> [Prompt]:
Pictures do not belong in the copy. Return all of the entries exactly.

•••

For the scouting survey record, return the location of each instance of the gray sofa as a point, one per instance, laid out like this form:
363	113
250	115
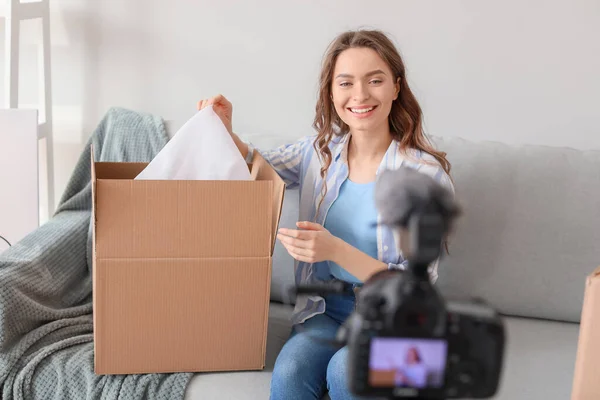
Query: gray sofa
529	236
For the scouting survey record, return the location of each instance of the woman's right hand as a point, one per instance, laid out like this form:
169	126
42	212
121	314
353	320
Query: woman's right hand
222	108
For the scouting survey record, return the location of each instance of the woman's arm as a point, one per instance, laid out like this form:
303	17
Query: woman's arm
359	264
286	160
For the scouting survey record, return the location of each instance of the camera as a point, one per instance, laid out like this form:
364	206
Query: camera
405	340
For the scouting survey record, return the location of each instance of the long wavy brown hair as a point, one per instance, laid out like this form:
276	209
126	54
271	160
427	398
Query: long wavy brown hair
405	119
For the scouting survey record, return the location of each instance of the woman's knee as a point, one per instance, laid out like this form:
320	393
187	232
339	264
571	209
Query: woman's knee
337	370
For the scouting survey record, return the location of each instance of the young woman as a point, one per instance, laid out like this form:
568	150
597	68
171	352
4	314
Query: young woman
367	119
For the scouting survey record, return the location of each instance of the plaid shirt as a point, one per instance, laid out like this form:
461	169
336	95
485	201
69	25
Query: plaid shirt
299	166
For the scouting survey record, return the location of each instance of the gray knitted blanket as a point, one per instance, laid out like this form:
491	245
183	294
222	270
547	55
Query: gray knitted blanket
46	342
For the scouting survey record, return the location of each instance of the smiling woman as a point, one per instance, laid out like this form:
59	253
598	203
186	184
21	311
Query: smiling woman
367	120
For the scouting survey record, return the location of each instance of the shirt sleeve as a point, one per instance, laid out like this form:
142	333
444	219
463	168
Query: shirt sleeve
286	160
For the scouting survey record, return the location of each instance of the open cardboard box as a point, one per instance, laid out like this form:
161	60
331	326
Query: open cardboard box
586	385
182	270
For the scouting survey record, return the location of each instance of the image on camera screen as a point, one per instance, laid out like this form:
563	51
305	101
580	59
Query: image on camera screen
406	362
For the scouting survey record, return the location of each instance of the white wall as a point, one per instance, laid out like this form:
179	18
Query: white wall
513	71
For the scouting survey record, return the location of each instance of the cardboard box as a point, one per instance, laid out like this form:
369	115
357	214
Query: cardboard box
586	385
182	270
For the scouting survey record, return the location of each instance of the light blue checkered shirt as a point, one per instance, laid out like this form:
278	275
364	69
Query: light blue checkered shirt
299	166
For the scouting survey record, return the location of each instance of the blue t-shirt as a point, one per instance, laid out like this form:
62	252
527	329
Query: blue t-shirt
352	217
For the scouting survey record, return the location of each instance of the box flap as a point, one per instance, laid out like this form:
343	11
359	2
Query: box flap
182	219
119	170
262	171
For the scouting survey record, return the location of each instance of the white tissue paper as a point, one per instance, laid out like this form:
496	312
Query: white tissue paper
202	149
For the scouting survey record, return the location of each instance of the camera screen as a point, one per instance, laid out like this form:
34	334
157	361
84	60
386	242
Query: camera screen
406	362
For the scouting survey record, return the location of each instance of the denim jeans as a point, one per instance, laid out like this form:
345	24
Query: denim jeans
305	368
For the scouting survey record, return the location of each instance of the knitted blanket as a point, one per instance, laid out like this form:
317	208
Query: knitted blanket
46	331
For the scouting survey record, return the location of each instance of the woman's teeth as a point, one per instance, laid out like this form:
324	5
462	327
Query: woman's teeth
361	110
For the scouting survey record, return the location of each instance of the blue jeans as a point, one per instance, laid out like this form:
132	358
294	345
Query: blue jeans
305	368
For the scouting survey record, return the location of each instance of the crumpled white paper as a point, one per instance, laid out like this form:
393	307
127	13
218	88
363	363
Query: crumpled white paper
202	149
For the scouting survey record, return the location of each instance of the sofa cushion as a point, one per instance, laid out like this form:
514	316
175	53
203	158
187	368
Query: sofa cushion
530	232
539	362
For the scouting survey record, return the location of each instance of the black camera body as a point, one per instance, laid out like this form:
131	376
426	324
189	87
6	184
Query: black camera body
405	341
463	341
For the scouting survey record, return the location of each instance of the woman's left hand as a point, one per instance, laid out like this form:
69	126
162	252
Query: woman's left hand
312	243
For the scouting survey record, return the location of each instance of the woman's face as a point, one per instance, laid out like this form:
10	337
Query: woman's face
412	356
363	90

•••

> [Solution to the exercise]:
For the scouting survey record, return the location of each instance of the gray sofa as a point, one per instance, laid out like this form:
363	113
250	115
Query: gray sofa
529	236
For the scouting survey record, return the location of each instance of the woman's right hand as a point, one per instance, laid out like this form:
169	126
42	212
121	314
353	320
Query: woman's right hand
222	108
For the scouting survey record, return the location of each instance of the woman's arm as a point, one per instance, laid out like this form:
303	17
Query: woman's arm
359	264
286	160
For the scouting survey record, return the location of each instance of the camera as a point, one per instance, laid out like this form:
364	206
Query: camera
405	340
For the scouting survey record, return the location of each instance of the long wavy brown hair as a point, one per instance, laid out like this form:
276	209
126	54
271	160
427	398
Query: long wavy brown hair
405	119
For the scouting survey record, return the location of each instance of the woman's knee as a point, one per instance, laid out like this form:
320	393
187	232
339	264
571	209
Query: woman's knee
337	370
For the scouting survey record, return the location of each instance of the young woman as a point, one per instance, laid out like this form:
568	150
597	68
171	352
4	314
Query: young woman
367	119
For the scouting survey record, return the location of each instance of the plaid shirt as a point, one per instance, laid out like this form:
461	169
336	95
485	201
69	25
Query: plaid shirt
299	166
For the scouting survey record, return the location of each instance of the gray knitted blanket as a point, one per instance, laid out like this form:
491	245
183	294
222	270
547	55
Query: gray knitted blanket
46	342
For the scouting survey record, return the location of each instance of the smiling woman as a point, one per instance, laid out like this form:
59	253
598	203
186	184
21	311
Query: smiling woman
367	120
For the scouting survey record, return the location of each instance of the shirt sleeve as a point, one per instance, laid out like this form:
142	333
444	219
463	168
Query: shirt sleeve
286	160
For the scouting survey record, return the location of each instance of the open cardboard box as a point, one per instance, laid out like this form:
161	60
331	326
Query: open cardboard box
586	385
182	270
For the scouting survey record, return the location of each instance of the image on camera screen as a point, one per instance, laid out like this form:
563	51
305	101
580	59
Query: image on camera screen
406	362
For the scouting survey record, return the location of each instance of the white wall as a point, one per instance, laid out like this form:
179	18
Query: white wall
513	71
For the scouting survey record, return the location of each instance of the cardboard box as a point, one per instance, laid out like this form:
369	115
357	214
Query: cardboard box
586	385
182	270
For the scouting survey record, return the location of each instance of the light blue checkered shirt as a point, one per instance, laid out like this form:
278	275
364	69
Query: light blue checkered shirt
299	166
For the scouting survey record, return the location of each instance of the blue t-shirt as a point, one per instance, laid out like this form:
62	252
527	329
Query: blue t-shirt
352	217
For the scouting survey record, return the location of each instance of the box flap as a point, one per instance, laid out like this form:
343	11
359	2
Query: box flap
182	219
119	170
262	171
For the scouting survey record, return the location of each instance of the white tissue paper as a point, one per instance, laid out like this form:
496	312
Query: white tissue paper
202	149
For the scouting survey record, return the location of each instance of the camera screen as a point, one per instance, laid out like this form:
34	334
157	361
84	60
386	242
Query: camera screen
406	362
For the scouting survey record, return the location of each instance of the denim jeans as a point, one per instance, laid out like this form:
345	24
Query: denim jeans
305	368
For the scouting survey record, return the location of each instance of the knitted blanket as a point, one per instance, laid out like this form:
317	208
Query: knitted blanket
46	331
For the scouting survey record, return the location of each instance of the woman's teeth as a point, one per instance, laid out like this form:
324	5
462	327
Query: woman's teeth
361	110
For the scouting survey record, return the location of each instance of the blue jeans as a point, one per instance, laid out like this form:
132	358
294	345
Query: blue jeans
305	368
For the scouting survey record, return the location of each instance of the crumpled white paper as a point, one per instance, laid out like this form:
393	307
127	13
218	88
363	363
Query: crumpled white paper
202	149
For the scouting survey record, return the location of each instance of the sofa cushion as a point, one per instance, laid out like this form:
514	316
175	53
203	158
187	368
Query: sofa cushion
530	232
539	362
For the scouting survey record, return the location of each instance of the black camera body as a point, one per instance, laid out like this form:
131	376
426	324
189	87
6	184
Query: black camera body
405	341
463	341
For the scouting survey record, return the location of each instance of the woman's left hand as a point, one per instance, laid out like this form:
69	126
162	252
Query: woman's left hand
312	243
For the scouting survey record, return the location of each instance of the woman's face as a point, one per instance, laid out like this form:
10	337
Query: woman's face
412	356
363	90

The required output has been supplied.